### Natural-language object grounding data
────

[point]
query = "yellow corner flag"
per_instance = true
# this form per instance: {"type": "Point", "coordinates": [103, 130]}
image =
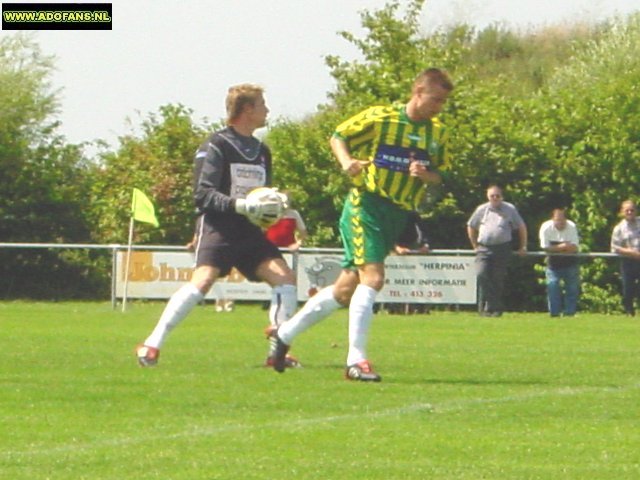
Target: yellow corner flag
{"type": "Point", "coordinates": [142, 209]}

────

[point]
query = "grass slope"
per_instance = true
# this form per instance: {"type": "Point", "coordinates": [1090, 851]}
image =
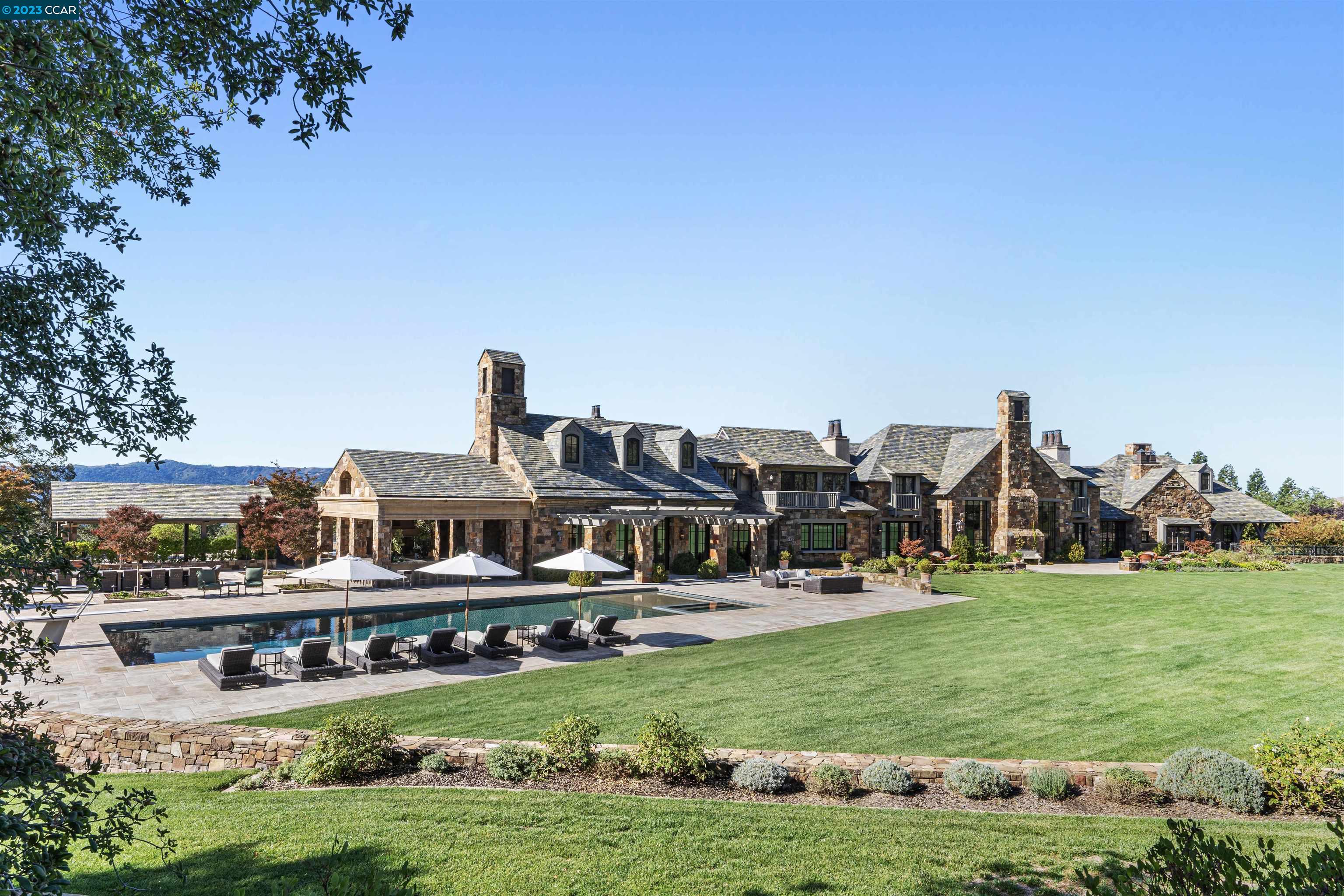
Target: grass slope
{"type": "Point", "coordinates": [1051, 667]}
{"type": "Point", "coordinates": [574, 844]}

────

### WHAT NEEDS TO BE DONE
Since only lines holding the word "form" matter, count them in the data above and report the number alone.

### SOLVED PROBLEM
2